Leave out the pictures and return every entry exactly as it appears.

>> Begin DATA EXTRACT

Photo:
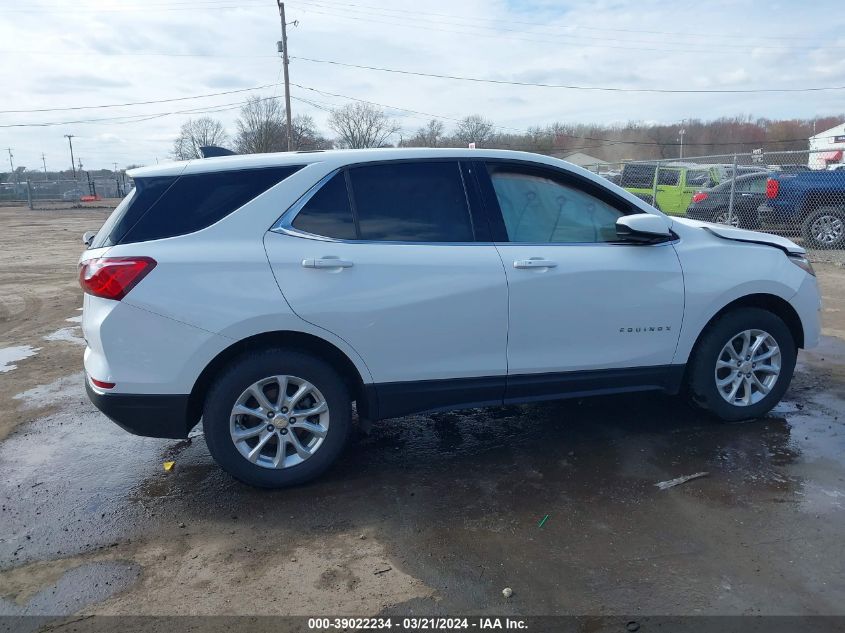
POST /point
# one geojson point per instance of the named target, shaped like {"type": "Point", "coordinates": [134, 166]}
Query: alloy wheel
{"type": "Point", "coordinates": [827, 229]}
{"type": "Point", "coordinates": [748, 367]}
{"type": "Point", "coordinates": [279, 421]}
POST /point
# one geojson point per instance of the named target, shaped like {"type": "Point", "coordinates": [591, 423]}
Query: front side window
{"type": "Point", "coordinates": [411, 202]}
{"type": "Point", "coordinates": [538, 208]}
{"type": "Point", "coordinates": [328, 213]}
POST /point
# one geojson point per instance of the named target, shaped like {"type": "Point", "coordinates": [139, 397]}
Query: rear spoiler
{"type": "Point", "coordinates": [211, 151]}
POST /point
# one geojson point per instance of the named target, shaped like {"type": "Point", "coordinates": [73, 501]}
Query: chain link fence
{"type": "Point", "coordinates": [57, 194]}
{"type": "Point", "coordinates": [798, 194]}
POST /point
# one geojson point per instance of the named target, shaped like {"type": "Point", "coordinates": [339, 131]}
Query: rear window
{"type": "Point", "coordinates": [168, 206]}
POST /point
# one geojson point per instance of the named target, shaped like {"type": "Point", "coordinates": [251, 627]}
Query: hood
{"type": "Point", "coordinates": [742, 235]}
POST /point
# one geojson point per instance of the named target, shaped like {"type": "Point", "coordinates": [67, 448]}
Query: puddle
{"type": "Point", "coordinates": [76, 589]}
{"type": "Point", "coordinates": [10, 355]}
{"type": "Point", "coordinates": [67, 335]}
{"type": "Point", "coordinates": [63, 390]}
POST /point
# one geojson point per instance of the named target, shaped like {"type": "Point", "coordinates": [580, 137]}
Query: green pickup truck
{"type": "Point", "coordinates": [677, 182]}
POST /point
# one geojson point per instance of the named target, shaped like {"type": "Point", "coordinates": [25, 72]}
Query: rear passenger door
{"type": "Point", "coordinates": [391, 258]}
{"type": "Point", "coordinates": [580, 299]}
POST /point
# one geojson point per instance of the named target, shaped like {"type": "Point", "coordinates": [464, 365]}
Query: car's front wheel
{"type": "Point", "coordinates": [277, 418]}
{"type": "Point", "coordinates": [825, 228]}
{"type": "Point", "coordinates": [742, 364]}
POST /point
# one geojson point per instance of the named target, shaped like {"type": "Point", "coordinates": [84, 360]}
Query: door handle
{"type": "Point", "coordinates": [326, 262]}
{"type": "Point", "coordinates": [534, 262]}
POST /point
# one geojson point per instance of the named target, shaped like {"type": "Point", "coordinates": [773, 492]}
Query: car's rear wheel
{"type": "Point", "coordinates": [742, 364]}
{"type": "Point", "coordinates": [277, 418]}
{"type": "Point", "coordinates": [825, 228]}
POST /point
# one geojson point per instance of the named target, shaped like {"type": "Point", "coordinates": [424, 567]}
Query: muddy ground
{"type": "Point", "coordinates": [426, 515]}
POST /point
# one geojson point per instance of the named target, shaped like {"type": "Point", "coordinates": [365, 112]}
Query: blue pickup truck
{"type": "Point", "coordinates": [811, 201]}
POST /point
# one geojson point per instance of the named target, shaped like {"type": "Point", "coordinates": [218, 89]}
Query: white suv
{"type": "Point", "coordinates": [266, 294]}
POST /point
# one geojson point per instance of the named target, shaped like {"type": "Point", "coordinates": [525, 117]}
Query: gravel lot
{"type": "Point", "coordinates": [427, 514]}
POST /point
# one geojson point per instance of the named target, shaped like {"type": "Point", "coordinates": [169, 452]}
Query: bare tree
{"type": "Point", "coordinates": [474, 129]}
{"type": "Point", "coordinates": [196, 133]}
{"type": "Point", "coordinates": [305, 136]}
{"type": "Point", "coordinates": [361, 125]}
{"type": "Point", "coordinates": [430, 135]}
{"type": "Point", "coordinates": [261, 126]}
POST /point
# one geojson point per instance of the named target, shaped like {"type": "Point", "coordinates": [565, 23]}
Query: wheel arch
{"type": "Point", "coordinates": [772, 303]}
{"type": "Point", "coordinates": [288, 339]}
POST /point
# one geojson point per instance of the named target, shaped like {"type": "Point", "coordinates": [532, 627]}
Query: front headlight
{"type": "Point", "coordinates": [803, 263]}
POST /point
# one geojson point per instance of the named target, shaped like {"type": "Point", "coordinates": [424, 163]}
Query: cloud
{"type": "Point", "coordinates": [137, 52]}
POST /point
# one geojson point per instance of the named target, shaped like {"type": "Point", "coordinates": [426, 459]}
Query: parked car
{"type": "Point", "coordinates": [811, 201]}
{"type": "Point", "coordinates": [713, 205]}
{"type": "Point", "coordinates": [676, 183]}
{"type": "Point", "coordinates": [264, 294]}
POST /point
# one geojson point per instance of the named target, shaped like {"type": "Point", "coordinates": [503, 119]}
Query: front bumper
{"type": "Point", "coordinates": [149, 415]}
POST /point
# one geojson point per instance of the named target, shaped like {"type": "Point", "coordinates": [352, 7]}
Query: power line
{"type": "Point", "coordinates": [562, 86]}
{"type": "Point", "coordinates": [529, 132]}
{"type": "Point", "coordinates": [139, 118]}
{"type": "Point", "coordinates": [134, 103]}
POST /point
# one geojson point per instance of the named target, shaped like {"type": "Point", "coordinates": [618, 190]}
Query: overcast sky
{"type": "Point", "coordinates": [63, 54]}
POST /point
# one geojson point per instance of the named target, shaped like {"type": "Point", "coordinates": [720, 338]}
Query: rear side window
{"type": "Point", "coordinates": [698, 178]}
{"type": "Point", "coordinates": [411, 202]}
{"type": "Point", "coordinates": [177, 205]}
{"type": "Point", "coordinates": [328, 212]}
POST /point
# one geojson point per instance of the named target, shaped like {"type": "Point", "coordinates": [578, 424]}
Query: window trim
{"type": "Point", "coordinates": [284, 225]}
{"type": "Point", "coordinates": [567, 178]}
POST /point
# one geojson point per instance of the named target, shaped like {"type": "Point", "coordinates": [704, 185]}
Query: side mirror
{"type": "Point", "coordinates": [643, 227]}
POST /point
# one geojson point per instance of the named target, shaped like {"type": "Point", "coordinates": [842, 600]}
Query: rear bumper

>> End DATA EXTRACT

# ANSWER TO THIS PROBLEM
Photo:
POST /point
# one geojson point per instance of the named target, shaped like {"type": "Point", "coordinates": [134, 166]}
Query: alloy wheel
{"type": "Point", "coordinates": [827, 229]}
{"type": "Point", "coordinates": [748, 367]}
{"type": "Point", "coordinates": [279, 421]}
POST /point
# one geojson point per instance of the named target, shaped like {"type": "Point", "coordinates": [591, 423]}
Query: front side window
{"type": "Point", "coordinates": [411, 202]}
{"type": "Point", "coordinates": [538, 208]}
{"type": "Point", "coordinates": [328, 213]}
POST /point
# one geojson point per instance of the named target, shaped like {"type": "Point", "coordinates": [139, 397]}
Query: rear spoiler
{"type": "Point", "coordinates": [211, 151]}
POST /point
# one geojson point per instance of the named target, shaped like {"type": "Point", "coordinates": [73, 501]}
Query: chain link fence
{"type": "Point", "coordinates": [57, 194]}
{"type": "Point", "coordinates": [798, 194]}
POST /point
# one geojson point per instance of the named target, shaped like {"type": "Point", "coordinates": [339, 131]}
Query: rear window
{"type": "Point", "coordinates": [168, 206]}
POST /point
# one geojson point per instance of the named target, shaped like {"type": "Point", "coordinates": [251, 627]}
Query: hood
{"type": "Point", "coordinates": [742, 235]}
POST /point
# one geojson point per instance of the named target, shaped like {"type": "Point", "coordinates": [67, 448]}
Query: puddle
{"type": "Point", "coordinates": [76, 589]}
{"type": "Point", "coordinates": [10, 355]}
{"type": "Point", "coordinates": [67, 335]}
{"type": "Point", "coordinates": [63, 390]}
POST /point
# one geojson point per instance of the named target, shaped like {"type": "Point", "coordinates": [580, 137]}
Query: green pickup truck
{"type": "Point", "coordinates": [677, 182]}
POST /point
# one geojson point per instance of the named target, shaped like {"type": "Point", "coordinates": [25, 72]}
Query: rear passenger door
{"type": "Point", "coordinates": [391, 258]}
{"type": "Point", "coordinates": [580, 299]}
POST /point
# one geojson point per instance of the named target, shaped like {"type": "Point", "coordinates": [464, 365]}
Query: car's front wheel
{"type": "Point", "coordinates": [277, 418]}
{"type": "Point", "coordinates": [825, 228]}
{"type": "Point", "coordinates": [742, 364]}
POST /point
# one geojson point per instance of the named target, shaped like {"type": "Point", "coordinates": [84, 360]}
Query: door handle
{"type": "Point", "coordinates": [326, 262]}
{"type": "Point", "coordinates": [534, 262]}
POST /point
# one geojson point per instance of the named target, shaped like {"type": "Point", "coordinates": [773, 492]}
Query: car's rear wheel
{"type": "Point", "coordinates": [742, 364]}
{"type": "Point", "coordinates": [277, 418]}
{"type": "Point", "coordinates": [825, 228]}
POST /point
# one geojson point per instance of the named target, shaped like {"type": "Point", "coordinates": [424, 567]}
Query: muddy ground
{"type": "Point", "coordinates": [426, 515]}
POST /point
# one geojson point per instance of the named target, shaped like {"type": "Point", "coordinates": [365, 112]}
Query: blue pickup truck
{"type": "Point", "coordinates": [811, 201]}
POST /point
# one geojson point per instance of the named target, shaped like {"type": "Point", "coordinates": [218, 89]}
Query: white suv
{"type": "Point", "coordinates": [266, 294]}
POST /point
# one geojson point per instance of the named target, shaped like {"type": "Point", "coordinates": [525, 117]}
Query: gravel lot
{"type": "Point", "coordinates": [427, 514]}
POST /point
# one geojson point per instance of the named target, shaped like {"type": "Point", "coordinates": [169, 452]}
Query: bare tree
{"type": "Point", "coordinates": [474, 129]}
{"type": "Point", "coordinates": [196, 133]}
{"type": "Point", "coordinates": [305, 136]}
{"type": "Point", "coordinates": [361, 125]}
{"type": "Point", "coordinates": [430, 135]}
{"type": "Point", "coordinates": [261, 126]}
POST /point
# one geojson point per instance of the named target, shaped like {"type": "Point", "coordinates": [565, 23]}
Query: wheel arch
{"type": "Point", "coordinates": [772, 303]}
{"type": "Point", "coordinates": [288, 339]}
POST /point
# one geojson point per instance of the named target, shaped like {"type": "Point", "coordinates": [532, 627]}
Query: front headlight
{"type": "Point", "coordinates": [803, 263]}
POST /point
# one geojson point per instance of the named target, shaped like {"type": "Point", "coordinates": [424, 163]}
Query: cloud
{"type": "Point", "coordinates": [137, 52]}
POST /point
# one geojson point per instance of the named target, shaped like {"type": "Point", "coordinates": [426, 459]}
Query: parked car
{"type": "Point", "coordinates": [811, 201]}
{"type": "Point", "coordinates": [713, 205]}
{"type": "Point", "coordinates": [676, 183]}
{"type": "Point", "coordinates": [264, 294]}
POST /point
# one geojson point per instance of the named target, shaped like {"type": "Point", "coordinates": [503, 119]}
Query: front bumper
{"type": "Point", "coordinates": [149, 415]}
POST /point
# one geojson point per instance of the named target, shaped like {"type": "Point", "coordinates": [352, 7]}
Query: power line
{"type": "Point", "coordinates": [562, 86]}
{"type": "Point", "coordinates": [529, 132]}
{"type": "Point", "coordinates": [139, 118]}
{"type": "Point", "coordinates": [134, 103]}
POST /point
# one geojson point per instance of the named target, shaped like {"type": "Point", "coordinates": [618, 190]}
Query: overcast sky
{"type": "Point", "coordinates": [63, 54]}
POST /point
# one geojson point per instance of the named target, shaped like {"type": "Point", "coordinates": [720, 338]}
Query: rear side window
{"type": "Point", "coordinates": [698, 178]}
{"type": "Point", "coordinates": [411, 202]}
{"type": "Point", "coordinates": [177, 205]}
{"type": "Point", "coordinates": [328, 212]}
POST /point
# one geojson point per instance of the named target, shaped like {"type": "Point", "coordinates": [578, 424]}
Query: window trim
{"type": "Point", "coordinates": [284, 225]}
{"type": "Point", "coordinates": [567, 178]}
POST /point
# one geojson point per instance of the named target, shaped like {"type": "Point", "coordinates": [704, 185]}
Query: side mirror
{"type": "Point", "coordinates": [643, 227]}
POST /point
# one geojson point per instance of the named target, shaped like {"type": "Point", "coordinates": [842, 600]}
Query: rear bumper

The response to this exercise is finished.